▶ _DOCUMENT SEGMENT_:
Know How Our iCliniq Doctor Helped a Patient Who Was Worried That Mucus in Stools Might Indicate Cancer

Know How Our iCliniq Doctor Helped a Patient Who Was Worried That Mucus in Stools Might Indicate Cancer

#icliniq100hrs success story

A 48-year-old male patient contacted our iCliniq doctor with concerns about mucus in his stool, upper left abdominal discomfort, and frequent post-meal diarrhea. Lab tests revealed large internal hemorrhoids, and the patient was taking medication for them. Seeking further guidance, the patient consulted our doctor to determine if a colonoscopy was necessary.

Our doctor recommended stool tests to rule out any serious issues and explained that abdominal discomfort could be due to bloating or dyspepsia, manageable with antacids. The patient was reassured that, given his normal appetite and absence of alarming symptoms, there was likely no major concern. The doctor also mentioned that the urge to use the toilet after meals is normal but could be more pronounced in conditions like irritable bowel syndrome or gut infections. A stool examination was advised for an accurate diagnosis.

▶ _EXERCISE INSTRUCTIONS_:
Reproduce word for word the part of the success story about mucus in stools that begins with the words containing "#icliniq100hrs success story" and ends with "colonoscopy was necessary.".

▶ _SUPPLIED INFORMATION_:
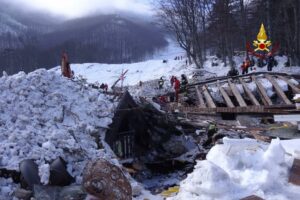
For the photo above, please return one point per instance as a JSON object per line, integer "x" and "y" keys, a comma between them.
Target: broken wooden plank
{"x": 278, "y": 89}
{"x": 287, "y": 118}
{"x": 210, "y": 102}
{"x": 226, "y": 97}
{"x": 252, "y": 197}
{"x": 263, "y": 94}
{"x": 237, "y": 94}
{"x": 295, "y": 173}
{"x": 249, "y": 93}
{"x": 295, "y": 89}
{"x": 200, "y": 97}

...

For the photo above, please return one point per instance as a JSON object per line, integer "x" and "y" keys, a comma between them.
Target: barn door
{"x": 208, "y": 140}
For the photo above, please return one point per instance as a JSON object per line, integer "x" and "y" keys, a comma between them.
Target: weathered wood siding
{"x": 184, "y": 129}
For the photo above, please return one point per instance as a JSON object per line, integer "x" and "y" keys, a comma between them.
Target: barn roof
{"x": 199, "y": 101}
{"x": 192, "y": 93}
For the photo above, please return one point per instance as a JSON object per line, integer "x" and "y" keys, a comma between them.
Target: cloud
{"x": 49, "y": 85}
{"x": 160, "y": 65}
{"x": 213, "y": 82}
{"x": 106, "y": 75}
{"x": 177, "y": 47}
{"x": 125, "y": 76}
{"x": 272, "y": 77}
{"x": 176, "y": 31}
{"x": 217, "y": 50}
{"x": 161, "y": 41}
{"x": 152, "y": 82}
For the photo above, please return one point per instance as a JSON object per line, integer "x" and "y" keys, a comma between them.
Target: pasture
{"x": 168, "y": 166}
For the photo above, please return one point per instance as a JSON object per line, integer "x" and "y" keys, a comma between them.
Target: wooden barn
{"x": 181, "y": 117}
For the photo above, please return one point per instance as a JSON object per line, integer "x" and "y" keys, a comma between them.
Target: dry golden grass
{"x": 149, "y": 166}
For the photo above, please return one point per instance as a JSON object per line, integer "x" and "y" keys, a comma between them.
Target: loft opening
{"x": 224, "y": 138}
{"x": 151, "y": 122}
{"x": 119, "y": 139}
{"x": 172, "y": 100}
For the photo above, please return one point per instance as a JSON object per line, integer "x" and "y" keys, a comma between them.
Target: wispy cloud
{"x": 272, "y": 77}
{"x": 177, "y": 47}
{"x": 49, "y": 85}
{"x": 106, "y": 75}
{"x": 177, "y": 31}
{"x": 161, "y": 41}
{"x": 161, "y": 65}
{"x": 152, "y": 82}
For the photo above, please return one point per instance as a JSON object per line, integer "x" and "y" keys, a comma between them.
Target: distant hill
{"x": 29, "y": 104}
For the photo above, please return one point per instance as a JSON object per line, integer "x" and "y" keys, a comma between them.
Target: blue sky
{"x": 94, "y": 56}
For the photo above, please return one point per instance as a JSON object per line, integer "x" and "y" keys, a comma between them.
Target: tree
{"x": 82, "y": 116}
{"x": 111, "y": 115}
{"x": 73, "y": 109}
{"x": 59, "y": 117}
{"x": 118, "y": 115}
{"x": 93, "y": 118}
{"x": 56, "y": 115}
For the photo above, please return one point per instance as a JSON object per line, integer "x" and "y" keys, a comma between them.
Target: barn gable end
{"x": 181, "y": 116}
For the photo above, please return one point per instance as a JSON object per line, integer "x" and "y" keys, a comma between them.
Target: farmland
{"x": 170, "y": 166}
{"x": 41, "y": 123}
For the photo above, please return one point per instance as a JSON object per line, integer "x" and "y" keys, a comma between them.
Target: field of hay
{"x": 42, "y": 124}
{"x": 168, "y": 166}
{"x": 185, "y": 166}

▶ _ANSWER TO THIS PROBLEM_:
#icliniq100hrs success story

A 48-year-old male patient contacted our iCliniq doctor with concerns about mucus in his stool, upper left abdominal discomfort, and frequent post-meal diarrhea. Lab tests revealed large internal hemorrhoids, and the patient was taking medication for them. Seeking further guidance, the patient consulted our doctor to determine if a colonoscopy was necessary.